_To do_
Repeat the listing lines between the one holding "form [(51, 156)]." and the one holding "[(225, 129), (216, 122)]", inclusive, and nothing else.

━━ Listed entries

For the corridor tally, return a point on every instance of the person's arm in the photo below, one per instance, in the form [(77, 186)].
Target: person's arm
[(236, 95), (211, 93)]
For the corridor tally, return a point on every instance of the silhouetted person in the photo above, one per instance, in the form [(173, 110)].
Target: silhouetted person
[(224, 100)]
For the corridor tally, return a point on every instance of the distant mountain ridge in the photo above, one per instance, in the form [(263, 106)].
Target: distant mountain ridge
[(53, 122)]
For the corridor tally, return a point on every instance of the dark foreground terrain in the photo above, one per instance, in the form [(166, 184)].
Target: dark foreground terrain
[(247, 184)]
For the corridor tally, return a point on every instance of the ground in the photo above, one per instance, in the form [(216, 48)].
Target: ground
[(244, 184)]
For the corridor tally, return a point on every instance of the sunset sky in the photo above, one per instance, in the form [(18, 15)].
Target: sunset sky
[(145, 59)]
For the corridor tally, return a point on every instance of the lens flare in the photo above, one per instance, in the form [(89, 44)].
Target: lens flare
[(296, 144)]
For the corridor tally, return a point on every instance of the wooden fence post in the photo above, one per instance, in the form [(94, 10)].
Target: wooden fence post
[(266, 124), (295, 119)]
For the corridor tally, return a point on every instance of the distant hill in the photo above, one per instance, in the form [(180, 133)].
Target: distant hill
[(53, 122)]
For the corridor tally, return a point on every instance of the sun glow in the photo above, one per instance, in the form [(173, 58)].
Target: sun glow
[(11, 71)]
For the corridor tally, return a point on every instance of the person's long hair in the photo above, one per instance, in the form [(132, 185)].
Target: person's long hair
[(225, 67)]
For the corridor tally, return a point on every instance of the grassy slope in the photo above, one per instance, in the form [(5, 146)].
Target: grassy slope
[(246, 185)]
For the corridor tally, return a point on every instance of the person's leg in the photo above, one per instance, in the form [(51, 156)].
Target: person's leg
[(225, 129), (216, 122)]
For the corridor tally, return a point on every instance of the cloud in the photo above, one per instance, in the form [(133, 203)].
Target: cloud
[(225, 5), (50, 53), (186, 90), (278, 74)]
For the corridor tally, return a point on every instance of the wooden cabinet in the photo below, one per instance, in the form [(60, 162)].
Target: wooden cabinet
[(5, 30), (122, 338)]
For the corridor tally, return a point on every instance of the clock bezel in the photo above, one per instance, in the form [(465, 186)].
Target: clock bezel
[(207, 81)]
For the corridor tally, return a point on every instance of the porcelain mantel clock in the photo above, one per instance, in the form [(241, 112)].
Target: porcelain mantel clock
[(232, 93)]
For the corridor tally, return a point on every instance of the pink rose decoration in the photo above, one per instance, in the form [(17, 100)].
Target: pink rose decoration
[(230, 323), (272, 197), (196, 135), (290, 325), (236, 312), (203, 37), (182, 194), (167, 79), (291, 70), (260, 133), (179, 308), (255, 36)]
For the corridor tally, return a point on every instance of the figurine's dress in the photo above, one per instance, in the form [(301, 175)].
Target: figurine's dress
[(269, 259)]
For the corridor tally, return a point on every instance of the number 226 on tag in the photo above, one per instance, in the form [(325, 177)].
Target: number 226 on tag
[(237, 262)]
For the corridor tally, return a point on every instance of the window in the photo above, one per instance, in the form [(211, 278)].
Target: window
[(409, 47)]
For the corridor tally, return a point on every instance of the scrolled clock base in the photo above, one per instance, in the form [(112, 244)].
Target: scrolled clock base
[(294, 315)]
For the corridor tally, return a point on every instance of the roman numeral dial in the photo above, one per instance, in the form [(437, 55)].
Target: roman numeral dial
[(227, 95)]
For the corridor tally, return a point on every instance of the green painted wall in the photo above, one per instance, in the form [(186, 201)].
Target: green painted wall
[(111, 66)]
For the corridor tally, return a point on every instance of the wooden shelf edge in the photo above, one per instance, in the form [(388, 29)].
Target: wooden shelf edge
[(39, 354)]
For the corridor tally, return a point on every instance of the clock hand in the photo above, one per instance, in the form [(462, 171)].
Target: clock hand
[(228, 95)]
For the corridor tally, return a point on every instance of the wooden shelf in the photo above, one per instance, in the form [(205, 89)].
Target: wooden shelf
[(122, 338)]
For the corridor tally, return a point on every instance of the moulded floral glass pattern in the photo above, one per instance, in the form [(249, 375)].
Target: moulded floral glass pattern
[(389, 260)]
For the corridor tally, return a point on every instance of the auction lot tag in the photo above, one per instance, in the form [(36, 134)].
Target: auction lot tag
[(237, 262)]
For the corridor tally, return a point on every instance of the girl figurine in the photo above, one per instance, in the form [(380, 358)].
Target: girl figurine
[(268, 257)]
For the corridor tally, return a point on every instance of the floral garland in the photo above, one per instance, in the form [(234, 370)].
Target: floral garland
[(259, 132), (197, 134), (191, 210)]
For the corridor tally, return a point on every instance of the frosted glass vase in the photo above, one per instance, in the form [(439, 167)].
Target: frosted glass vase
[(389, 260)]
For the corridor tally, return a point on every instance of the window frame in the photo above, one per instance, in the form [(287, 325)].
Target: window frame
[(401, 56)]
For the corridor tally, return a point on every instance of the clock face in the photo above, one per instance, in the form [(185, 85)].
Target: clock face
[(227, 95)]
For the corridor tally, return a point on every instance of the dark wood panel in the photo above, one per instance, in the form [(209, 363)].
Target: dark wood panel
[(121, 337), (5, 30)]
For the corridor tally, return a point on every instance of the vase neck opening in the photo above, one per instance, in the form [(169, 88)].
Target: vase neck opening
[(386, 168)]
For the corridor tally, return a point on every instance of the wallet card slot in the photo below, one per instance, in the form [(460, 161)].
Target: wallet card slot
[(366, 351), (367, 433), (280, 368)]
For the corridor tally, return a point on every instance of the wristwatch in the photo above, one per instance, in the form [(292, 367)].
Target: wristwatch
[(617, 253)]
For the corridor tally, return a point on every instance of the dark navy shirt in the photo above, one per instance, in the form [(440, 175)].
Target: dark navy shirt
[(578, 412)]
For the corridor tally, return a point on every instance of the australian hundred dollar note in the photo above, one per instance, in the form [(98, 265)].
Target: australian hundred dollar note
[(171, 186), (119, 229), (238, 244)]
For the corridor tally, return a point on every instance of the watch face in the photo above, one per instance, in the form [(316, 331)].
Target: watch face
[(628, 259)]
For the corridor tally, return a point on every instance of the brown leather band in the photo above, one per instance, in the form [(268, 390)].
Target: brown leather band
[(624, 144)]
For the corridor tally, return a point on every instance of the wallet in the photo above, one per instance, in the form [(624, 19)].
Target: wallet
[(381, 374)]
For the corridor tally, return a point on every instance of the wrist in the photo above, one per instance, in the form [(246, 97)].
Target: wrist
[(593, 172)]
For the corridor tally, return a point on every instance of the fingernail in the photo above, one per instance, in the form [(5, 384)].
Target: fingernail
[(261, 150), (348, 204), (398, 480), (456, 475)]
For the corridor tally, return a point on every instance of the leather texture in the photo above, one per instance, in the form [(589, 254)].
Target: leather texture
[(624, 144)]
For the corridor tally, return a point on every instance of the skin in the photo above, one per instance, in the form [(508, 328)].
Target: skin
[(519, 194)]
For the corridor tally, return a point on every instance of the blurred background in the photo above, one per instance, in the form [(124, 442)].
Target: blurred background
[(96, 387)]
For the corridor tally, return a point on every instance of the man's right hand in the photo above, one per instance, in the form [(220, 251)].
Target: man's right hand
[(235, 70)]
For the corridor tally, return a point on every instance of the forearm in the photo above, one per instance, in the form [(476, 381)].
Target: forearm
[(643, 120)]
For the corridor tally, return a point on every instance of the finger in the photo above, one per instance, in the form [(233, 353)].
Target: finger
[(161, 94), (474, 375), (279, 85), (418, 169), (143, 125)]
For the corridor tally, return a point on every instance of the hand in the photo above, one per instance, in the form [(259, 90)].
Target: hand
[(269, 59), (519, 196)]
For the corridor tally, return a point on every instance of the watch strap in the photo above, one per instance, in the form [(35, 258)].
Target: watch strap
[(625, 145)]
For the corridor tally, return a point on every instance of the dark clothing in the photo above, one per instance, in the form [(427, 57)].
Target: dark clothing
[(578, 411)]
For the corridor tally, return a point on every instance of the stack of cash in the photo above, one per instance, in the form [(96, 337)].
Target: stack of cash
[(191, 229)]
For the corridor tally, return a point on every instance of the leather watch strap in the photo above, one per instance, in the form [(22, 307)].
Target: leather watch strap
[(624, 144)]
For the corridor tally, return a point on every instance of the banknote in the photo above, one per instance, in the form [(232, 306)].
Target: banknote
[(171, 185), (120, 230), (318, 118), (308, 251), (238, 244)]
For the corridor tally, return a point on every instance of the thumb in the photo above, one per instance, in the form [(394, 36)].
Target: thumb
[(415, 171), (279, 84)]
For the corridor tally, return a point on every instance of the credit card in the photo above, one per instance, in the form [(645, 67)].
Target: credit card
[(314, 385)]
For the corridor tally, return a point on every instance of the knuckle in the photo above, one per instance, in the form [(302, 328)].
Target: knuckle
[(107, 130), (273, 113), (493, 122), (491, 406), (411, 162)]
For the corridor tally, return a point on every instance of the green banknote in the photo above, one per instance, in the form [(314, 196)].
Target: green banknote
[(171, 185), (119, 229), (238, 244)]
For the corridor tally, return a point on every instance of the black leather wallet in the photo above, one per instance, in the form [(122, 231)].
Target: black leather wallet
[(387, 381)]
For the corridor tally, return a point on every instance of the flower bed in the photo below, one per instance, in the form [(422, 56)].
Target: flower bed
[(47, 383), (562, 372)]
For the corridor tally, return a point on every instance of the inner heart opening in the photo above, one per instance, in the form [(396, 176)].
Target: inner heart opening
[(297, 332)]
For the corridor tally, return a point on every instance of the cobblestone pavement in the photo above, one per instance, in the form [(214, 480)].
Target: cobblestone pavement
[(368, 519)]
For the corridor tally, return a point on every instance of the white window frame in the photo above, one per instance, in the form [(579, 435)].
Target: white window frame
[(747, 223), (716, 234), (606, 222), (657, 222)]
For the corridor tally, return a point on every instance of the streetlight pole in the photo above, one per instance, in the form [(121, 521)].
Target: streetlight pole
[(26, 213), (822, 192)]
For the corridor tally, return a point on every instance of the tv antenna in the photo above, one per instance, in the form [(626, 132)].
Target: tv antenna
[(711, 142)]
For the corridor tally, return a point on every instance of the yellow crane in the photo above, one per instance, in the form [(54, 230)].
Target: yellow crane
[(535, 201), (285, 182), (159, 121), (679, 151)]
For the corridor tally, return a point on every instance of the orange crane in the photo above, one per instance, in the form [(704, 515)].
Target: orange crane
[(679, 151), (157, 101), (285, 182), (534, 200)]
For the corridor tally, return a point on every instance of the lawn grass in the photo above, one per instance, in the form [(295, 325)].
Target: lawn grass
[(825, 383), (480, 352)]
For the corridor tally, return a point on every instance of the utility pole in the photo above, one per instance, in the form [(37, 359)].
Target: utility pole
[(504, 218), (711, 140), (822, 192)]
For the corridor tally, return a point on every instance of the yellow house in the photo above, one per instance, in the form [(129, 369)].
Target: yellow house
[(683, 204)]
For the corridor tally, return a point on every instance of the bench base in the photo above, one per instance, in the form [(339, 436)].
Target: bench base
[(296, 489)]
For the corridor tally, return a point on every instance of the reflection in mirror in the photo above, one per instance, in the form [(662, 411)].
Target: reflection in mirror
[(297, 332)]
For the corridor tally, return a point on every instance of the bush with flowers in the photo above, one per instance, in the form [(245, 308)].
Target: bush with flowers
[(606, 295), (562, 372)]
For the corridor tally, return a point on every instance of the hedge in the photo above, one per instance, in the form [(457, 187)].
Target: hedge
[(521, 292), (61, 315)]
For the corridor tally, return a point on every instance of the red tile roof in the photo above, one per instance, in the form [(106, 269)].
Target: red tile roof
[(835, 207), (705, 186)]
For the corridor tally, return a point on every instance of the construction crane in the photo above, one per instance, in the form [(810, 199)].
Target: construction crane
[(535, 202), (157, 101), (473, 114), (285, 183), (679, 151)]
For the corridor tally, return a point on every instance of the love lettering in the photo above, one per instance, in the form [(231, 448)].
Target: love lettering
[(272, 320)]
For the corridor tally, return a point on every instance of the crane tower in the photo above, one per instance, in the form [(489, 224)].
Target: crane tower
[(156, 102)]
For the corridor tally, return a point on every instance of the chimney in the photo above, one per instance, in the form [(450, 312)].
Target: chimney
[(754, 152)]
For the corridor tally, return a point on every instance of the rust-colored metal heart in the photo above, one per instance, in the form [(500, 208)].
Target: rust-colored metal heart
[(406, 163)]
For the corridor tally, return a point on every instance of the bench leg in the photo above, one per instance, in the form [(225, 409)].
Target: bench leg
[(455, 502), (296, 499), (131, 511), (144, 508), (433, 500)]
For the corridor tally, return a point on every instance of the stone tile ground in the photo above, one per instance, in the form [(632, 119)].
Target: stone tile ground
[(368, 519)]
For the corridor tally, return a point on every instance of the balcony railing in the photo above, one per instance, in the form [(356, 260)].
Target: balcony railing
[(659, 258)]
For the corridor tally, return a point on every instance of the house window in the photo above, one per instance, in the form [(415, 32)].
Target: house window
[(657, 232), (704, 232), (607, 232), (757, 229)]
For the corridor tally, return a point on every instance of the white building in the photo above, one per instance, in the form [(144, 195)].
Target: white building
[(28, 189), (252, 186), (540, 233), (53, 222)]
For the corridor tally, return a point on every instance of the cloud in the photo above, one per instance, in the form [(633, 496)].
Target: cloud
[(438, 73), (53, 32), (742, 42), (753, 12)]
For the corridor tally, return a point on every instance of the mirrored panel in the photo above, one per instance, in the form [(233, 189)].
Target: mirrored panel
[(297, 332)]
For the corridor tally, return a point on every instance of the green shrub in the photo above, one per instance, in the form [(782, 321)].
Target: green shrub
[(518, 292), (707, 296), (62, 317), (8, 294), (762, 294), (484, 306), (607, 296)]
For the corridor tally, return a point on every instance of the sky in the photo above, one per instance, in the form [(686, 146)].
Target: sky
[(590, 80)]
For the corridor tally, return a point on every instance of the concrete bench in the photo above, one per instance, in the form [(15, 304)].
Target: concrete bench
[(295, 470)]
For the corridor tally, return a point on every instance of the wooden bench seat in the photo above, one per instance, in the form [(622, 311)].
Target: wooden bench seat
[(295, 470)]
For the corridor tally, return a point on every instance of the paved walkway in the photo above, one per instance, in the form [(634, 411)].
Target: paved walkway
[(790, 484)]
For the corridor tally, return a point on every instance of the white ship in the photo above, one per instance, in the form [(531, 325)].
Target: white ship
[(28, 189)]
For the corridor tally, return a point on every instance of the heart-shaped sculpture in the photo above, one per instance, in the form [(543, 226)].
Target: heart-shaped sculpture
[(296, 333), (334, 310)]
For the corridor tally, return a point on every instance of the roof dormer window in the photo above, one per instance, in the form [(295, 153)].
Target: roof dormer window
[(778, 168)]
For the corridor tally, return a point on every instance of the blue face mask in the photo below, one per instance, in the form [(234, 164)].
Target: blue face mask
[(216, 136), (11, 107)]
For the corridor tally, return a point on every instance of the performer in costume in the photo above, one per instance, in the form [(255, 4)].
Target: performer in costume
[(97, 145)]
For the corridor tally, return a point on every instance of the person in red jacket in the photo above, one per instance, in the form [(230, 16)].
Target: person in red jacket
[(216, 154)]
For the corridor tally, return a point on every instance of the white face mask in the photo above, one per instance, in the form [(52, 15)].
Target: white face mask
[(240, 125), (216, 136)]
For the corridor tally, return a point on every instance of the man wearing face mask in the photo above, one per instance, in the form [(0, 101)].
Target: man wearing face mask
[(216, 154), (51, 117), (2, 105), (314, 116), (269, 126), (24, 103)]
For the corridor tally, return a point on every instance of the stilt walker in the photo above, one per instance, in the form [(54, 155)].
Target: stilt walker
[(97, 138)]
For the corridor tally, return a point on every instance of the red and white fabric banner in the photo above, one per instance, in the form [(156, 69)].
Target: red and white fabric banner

━━━━

_Answer for this exercise_
For the corridor tally, return a point on every instance of the person's leg in the photo above, one per instance, in the form [(51, 156)].
Target: person's leg
[(225, 129), (216, 122)]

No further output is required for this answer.